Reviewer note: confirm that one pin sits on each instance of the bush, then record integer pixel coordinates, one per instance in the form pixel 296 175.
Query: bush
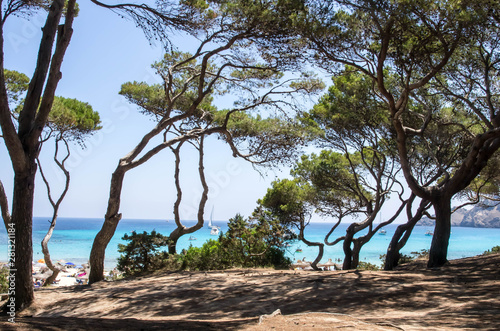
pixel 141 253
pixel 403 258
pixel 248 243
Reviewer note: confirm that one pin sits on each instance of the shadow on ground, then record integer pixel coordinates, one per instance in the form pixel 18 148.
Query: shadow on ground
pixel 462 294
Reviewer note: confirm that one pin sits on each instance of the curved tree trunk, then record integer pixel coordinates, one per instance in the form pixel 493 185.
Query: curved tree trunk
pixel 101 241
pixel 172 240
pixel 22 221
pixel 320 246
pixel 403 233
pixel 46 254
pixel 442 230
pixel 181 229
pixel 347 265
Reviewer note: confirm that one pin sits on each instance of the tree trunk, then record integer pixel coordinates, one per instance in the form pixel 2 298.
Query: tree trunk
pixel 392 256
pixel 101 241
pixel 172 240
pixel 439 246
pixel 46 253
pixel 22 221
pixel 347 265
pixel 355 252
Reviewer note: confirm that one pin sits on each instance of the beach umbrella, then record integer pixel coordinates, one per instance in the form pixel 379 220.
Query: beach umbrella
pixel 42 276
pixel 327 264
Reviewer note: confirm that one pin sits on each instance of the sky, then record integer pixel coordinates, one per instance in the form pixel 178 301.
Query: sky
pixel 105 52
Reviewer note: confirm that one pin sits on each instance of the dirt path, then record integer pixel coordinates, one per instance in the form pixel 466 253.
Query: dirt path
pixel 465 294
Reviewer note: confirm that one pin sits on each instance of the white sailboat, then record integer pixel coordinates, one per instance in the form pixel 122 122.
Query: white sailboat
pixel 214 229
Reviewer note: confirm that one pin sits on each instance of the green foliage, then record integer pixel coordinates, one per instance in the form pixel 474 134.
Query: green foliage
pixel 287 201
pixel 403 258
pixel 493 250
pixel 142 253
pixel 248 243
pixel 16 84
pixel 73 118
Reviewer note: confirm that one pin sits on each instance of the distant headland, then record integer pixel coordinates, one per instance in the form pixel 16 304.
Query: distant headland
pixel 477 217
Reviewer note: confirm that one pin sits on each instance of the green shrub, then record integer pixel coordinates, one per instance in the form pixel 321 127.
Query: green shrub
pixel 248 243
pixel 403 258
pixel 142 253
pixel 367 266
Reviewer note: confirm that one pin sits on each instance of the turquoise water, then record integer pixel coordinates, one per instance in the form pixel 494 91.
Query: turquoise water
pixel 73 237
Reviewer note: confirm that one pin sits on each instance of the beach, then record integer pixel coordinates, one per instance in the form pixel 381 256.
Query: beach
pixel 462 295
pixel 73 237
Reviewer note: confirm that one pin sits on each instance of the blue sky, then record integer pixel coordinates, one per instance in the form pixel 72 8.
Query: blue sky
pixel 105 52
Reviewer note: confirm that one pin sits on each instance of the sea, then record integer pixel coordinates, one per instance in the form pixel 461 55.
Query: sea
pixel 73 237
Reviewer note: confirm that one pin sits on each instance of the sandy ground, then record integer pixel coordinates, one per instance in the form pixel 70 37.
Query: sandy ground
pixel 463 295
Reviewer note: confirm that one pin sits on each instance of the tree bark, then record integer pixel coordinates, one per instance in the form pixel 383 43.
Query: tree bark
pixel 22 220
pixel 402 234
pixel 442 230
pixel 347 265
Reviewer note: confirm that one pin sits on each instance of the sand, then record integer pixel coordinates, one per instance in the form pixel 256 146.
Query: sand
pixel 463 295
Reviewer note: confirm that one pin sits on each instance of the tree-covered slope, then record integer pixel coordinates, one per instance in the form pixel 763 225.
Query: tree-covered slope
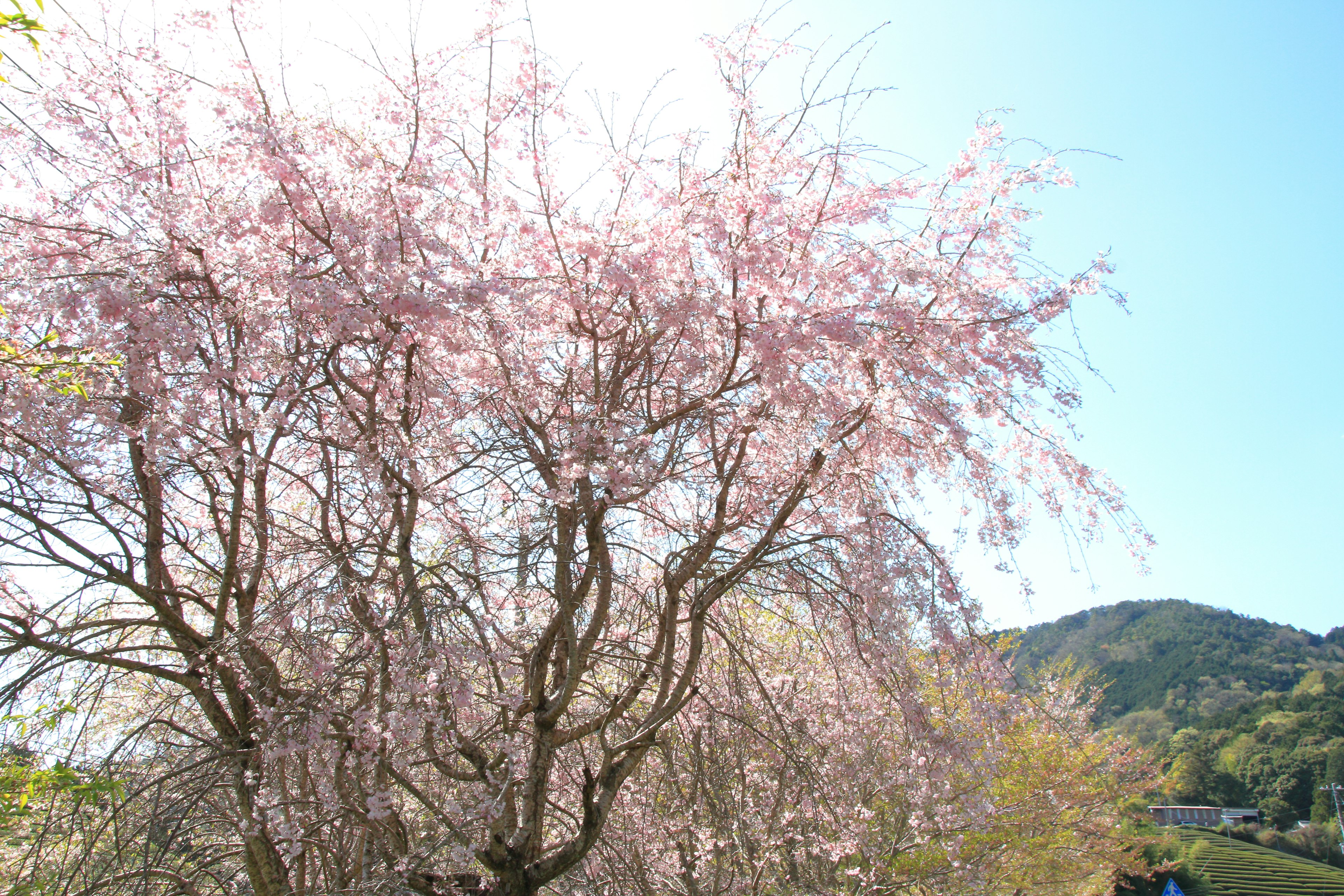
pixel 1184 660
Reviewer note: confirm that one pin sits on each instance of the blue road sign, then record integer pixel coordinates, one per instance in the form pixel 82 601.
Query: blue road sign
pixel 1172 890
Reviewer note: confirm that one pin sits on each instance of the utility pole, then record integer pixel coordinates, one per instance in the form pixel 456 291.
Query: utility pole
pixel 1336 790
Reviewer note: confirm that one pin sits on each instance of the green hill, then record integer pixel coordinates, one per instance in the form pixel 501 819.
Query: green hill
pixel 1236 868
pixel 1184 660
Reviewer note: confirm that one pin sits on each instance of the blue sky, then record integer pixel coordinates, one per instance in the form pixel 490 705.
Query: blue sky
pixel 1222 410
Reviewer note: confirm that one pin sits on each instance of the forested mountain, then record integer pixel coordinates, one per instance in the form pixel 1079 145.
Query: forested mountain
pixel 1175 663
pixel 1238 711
---
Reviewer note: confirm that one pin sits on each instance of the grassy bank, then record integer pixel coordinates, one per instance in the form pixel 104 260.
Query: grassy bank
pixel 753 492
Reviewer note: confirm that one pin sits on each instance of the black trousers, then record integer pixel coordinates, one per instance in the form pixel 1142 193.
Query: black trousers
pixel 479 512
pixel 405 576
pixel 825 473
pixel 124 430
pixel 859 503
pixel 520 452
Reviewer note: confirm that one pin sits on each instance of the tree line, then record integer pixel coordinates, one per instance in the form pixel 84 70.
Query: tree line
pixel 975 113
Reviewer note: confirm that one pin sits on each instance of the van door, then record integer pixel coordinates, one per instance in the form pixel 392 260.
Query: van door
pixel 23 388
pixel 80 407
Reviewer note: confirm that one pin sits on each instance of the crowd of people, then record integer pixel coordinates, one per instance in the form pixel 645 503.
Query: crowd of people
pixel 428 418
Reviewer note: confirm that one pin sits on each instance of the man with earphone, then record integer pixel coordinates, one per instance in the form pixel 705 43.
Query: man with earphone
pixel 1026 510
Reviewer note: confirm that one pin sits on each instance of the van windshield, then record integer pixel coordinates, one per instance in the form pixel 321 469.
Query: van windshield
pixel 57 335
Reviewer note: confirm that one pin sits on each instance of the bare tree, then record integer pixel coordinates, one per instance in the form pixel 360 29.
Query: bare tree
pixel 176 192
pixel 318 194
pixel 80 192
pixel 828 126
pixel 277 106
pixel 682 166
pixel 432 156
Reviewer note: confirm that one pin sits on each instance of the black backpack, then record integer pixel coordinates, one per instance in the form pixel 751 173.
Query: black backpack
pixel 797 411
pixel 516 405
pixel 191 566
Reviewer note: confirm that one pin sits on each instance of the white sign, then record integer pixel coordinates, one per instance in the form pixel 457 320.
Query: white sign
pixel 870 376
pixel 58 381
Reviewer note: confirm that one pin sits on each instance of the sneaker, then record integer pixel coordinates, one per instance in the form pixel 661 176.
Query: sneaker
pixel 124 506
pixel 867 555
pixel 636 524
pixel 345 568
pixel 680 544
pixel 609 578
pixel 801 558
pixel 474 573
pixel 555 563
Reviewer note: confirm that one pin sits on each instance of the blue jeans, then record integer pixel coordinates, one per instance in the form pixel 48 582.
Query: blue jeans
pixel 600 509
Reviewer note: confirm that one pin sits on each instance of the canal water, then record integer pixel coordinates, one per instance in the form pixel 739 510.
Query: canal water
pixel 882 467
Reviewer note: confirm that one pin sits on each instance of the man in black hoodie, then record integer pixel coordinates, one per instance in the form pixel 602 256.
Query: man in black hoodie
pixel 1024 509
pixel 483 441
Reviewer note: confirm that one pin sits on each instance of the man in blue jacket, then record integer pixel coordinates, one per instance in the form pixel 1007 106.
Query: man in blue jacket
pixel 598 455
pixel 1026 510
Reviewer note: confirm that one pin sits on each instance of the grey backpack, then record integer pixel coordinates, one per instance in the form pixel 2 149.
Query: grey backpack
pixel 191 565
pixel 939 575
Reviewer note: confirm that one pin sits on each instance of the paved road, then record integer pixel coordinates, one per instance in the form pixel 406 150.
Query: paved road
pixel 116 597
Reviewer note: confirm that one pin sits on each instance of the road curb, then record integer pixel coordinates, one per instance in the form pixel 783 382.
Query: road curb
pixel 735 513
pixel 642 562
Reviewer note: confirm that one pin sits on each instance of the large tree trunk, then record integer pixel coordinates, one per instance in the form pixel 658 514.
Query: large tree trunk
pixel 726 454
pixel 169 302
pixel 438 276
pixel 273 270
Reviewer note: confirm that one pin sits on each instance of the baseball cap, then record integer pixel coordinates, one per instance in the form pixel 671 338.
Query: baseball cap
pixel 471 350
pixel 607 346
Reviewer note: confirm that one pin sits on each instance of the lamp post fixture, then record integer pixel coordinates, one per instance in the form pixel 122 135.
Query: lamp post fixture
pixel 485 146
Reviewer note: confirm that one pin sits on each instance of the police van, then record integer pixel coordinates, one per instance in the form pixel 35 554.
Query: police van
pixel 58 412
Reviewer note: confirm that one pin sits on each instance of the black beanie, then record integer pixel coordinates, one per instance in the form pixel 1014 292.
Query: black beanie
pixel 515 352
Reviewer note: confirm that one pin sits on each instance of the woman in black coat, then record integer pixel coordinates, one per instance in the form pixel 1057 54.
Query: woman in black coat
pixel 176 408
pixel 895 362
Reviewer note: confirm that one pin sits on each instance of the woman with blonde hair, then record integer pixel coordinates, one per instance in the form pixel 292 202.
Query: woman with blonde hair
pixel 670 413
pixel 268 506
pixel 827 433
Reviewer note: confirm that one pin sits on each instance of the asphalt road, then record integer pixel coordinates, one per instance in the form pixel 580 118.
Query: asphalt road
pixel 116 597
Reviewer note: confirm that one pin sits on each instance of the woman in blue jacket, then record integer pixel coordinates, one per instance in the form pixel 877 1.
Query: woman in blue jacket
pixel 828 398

Instructions to follow: Lay out the data from the line with "pixel 296 175." to the line with "pixel 327 264", both included, as a Markdown table with the columns Row and Text, one numbered row per line. Skip blank lines and leave out the pictures.

Task answer:
| Row | Text |
|---|---|
| 1 | Reviewer note: confirm that one pin sits on each instance of the bush, then record integer pixel coordinates, one per instance in the form pixel 296 175. |
| 2 | Query: bush |
| 3 | pixel 141 253 |
| 4 | pixel 403 258 |
| 5 | pixel 248 243 |
| 6 | Reviewer note: confirm that one pin sits on each instance of the shadow on ground, then record integer pixel coordinates, one per instance in the form pixel 18 148. |
| 7 | Query: shadow on ground |
| 8 | pixel 462 294 |
| 9 | Reviewer note: confirm that one pin sits on each instance of the curved tree trunk, then record integer pixel coordinates, one per instance in the form pixel 493 185. |
| 10 | Query: curved tree trunk |
| 11 | pixel 101 241 |
| 12 | pixel 172 240 |
| 13 | pixel 22 221 |
| 14 | pixel 320 246 |
| 15 | pixel 403 233 |
| 16 | pixel 46 254 |
| 17 | pixel 442 230 |
| 18 | pixel 181 229 |
| 19 | pixel 347 265 |
| 20 | Reviewer note: confirm that one pin sits on each instance of the tree trunk, then record integer pixel coordinates, one per instance in the form pixel 2 298. |
| 21 | Query: tree trunk |
| 22 | pixel 392 256 |
| 23 | pixel 101 241 |
| 24 | pixel 172 240 |
| 25 | pixel 439 246 |
| 26 | pixel 46 253 |
| 27 | pixel 22 221 |
| 28 | pixel 347 265 |
| 29 | pixel 355 252 |
| 30 | Reviewer note: confirm that one pin sits on each instance of the beach umbrella, then record integer pixel coordinates, one per instance in the form pixel 379 220. |
| 31 | Query: beach umbrella |
| 32 | pixel 42 276 |
| 33 | pixel 327 264 |